| Prompt |
Count the lines in the following material that contain the string "above", and reply with only that number.

| Material to process |
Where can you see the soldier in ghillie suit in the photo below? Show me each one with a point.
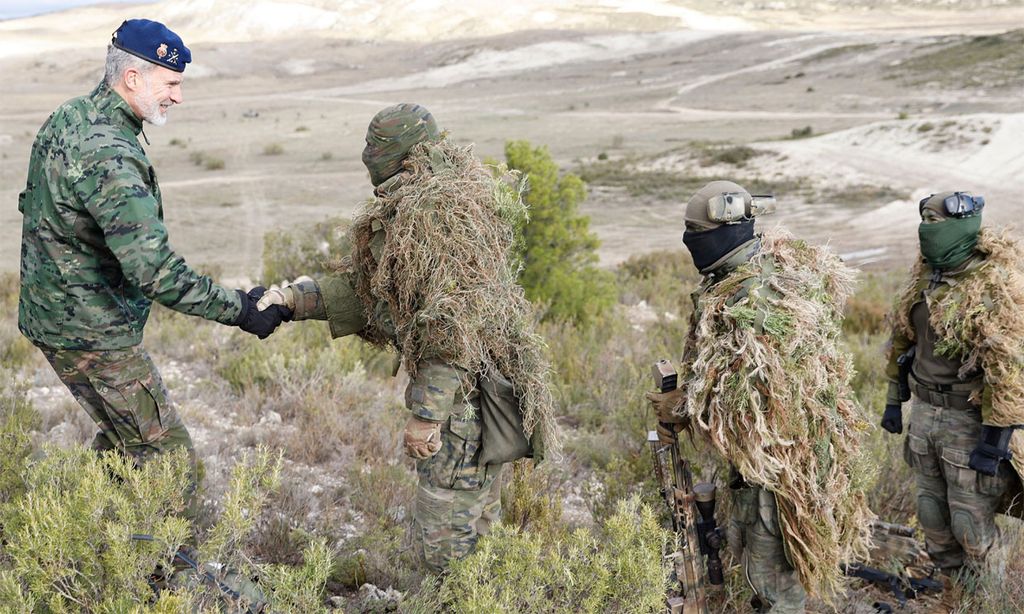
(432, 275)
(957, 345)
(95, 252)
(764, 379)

==

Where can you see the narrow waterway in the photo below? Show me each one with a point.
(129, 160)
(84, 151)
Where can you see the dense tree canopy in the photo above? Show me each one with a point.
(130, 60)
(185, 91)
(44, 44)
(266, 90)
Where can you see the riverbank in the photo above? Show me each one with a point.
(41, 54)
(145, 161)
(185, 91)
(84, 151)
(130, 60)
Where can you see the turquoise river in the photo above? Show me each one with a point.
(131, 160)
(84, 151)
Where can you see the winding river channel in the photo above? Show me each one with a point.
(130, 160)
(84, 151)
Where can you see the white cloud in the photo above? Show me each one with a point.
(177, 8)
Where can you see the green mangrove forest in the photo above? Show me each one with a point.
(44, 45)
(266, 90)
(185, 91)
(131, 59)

| The completed task |
6